Ipswich Town
- Chairman: Marcus Evans
- Manager: Jim Magilton (until 22 April) Roy Keane (from 23 April)
- Stadium: Portman Road
- Championship: 9th
- FA Cup: Fourth round
- League Cup: Third round
- Top goalscorer: League: Jon Stead (12) All: Jon Stead (13)
- Highest home attendance: 28,274 (vs. Norwich City, 19 Apr 2009, Championship)
- Lowest home attendance: 10,477 (vs. Leyton Orient, 12 Aug 2008, League Cup)
- Average home league attendance: 20,961
| Home colours | Away colours |
- ← 2007–082009–10 →

= 2008–09 Ipswich Town F.C. season =

During the 2008–09 English football season, Ipswich Town competed in the Football League Championship.

==Season summary==
Ipswich Town had an average season in the Championship, finishing in ninth place, eight points away from the playoffs. Manager Jim Magilton was sacked in April after three seasons in charge of Ipswich and was replaced by former Sunderland boss Roy Keane.

==Kit==
Ipswich Town retained the previous season's home kit, manufactured by English company Mitre, although Marcus Evans became the new kit sponsor. An all-red strip with black trimmings was Town's away kit.

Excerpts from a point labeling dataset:
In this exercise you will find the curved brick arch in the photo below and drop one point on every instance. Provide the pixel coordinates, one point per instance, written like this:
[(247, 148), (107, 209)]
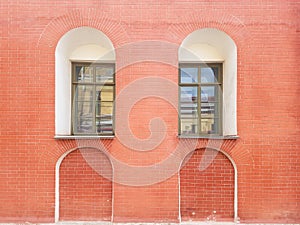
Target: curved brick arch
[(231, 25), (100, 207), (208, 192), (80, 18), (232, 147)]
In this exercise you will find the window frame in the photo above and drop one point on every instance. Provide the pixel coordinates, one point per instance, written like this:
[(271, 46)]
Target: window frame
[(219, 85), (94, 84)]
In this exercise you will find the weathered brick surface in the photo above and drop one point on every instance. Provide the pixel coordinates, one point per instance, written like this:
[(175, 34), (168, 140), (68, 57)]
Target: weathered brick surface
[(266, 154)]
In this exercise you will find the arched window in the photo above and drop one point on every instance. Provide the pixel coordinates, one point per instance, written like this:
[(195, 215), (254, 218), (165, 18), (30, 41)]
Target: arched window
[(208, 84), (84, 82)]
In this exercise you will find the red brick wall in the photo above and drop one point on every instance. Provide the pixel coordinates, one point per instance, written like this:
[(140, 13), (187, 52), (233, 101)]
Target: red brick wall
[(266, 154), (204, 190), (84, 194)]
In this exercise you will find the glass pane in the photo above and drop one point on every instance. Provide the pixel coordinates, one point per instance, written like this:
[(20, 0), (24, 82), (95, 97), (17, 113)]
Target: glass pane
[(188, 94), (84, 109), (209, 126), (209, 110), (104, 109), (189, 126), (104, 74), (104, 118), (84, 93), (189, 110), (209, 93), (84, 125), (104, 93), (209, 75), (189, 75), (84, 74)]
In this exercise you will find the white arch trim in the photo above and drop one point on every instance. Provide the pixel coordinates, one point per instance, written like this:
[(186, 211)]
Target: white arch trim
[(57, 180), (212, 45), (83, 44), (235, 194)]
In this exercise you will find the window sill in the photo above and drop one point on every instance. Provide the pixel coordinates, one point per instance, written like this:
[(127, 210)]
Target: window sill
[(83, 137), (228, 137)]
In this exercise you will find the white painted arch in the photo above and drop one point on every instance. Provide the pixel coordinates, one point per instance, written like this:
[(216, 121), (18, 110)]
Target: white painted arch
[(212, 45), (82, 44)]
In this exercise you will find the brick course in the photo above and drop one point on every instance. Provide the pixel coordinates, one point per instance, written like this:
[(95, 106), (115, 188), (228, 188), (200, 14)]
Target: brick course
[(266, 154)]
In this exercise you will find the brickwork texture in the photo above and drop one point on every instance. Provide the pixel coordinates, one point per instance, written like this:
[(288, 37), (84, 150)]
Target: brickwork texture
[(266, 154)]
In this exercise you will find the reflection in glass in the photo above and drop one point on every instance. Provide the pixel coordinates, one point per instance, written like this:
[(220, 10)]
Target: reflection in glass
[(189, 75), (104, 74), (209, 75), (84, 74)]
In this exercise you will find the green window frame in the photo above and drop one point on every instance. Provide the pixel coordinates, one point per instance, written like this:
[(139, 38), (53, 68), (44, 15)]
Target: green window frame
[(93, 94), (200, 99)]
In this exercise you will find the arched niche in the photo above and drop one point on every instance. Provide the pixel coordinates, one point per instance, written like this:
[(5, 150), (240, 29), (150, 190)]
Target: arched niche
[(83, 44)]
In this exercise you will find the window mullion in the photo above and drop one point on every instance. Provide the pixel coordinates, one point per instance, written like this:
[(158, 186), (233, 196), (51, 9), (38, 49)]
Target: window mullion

■ OBJECTIVE:
Name every football club other than Ipswich Town that the 2008–09 Ipswich Town season text mentions.

■ EXPECTED ANSWER:
Norwich City, Leyton Orient, Sunderland